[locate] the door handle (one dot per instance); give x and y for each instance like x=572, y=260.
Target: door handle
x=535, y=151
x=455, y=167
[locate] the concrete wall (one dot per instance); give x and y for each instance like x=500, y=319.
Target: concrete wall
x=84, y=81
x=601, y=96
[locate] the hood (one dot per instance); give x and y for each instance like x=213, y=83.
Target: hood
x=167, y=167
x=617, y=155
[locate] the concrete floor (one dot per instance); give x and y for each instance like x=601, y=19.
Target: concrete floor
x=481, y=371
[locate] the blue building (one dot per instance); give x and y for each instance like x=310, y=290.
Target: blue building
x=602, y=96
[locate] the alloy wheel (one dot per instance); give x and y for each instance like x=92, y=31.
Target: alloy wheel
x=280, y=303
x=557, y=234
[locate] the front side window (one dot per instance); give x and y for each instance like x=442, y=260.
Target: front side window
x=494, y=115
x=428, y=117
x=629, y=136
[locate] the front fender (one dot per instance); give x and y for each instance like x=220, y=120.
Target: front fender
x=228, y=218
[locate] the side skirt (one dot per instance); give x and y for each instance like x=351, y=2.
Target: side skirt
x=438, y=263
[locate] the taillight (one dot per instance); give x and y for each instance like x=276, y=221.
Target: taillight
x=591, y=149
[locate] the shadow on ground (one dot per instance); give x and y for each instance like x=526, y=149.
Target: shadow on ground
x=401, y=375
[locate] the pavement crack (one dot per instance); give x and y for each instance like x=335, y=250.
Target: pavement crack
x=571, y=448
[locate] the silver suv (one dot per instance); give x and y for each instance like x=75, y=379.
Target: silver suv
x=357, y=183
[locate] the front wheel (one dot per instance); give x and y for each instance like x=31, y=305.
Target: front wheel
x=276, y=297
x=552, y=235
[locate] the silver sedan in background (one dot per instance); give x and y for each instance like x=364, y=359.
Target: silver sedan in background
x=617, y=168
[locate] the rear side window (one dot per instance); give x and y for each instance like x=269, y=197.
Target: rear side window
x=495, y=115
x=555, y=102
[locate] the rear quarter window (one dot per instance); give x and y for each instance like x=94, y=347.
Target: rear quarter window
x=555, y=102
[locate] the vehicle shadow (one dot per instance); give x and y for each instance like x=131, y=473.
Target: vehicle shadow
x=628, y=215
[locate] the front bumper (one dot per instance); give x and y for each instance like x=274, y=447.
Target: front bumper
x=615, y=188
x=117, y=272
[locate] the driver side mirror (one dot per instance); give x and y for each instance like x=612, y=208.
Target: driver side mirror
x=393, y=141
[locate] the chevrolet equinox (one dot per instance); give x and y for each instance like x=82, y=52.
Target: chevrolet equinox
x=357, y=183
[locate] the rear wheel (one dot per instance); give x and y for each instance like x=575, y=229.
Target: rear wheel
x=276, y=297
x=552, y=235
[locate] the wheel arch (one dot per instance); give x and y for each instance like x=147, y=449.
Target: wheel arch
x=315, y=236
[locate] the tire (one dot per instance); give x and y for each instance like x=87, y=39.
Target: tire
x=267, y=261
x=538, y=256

▬▬▬

**Task prompt**
Reproduce the data above verbatim, starting with the line that contains "[locate] the concrete floor" and stopping after the line that contains "x=602, y=96".

**Finished exercise**
[locate] the concrete floor (one dot per instance); give x and y for each instance like x=601, y=19.
Target: concrete floor
x=481, y=371
[locate] the blue building (one dot per instance); give x and y for each instance like x=310, y=290.
Target: blue building
x=602, y=96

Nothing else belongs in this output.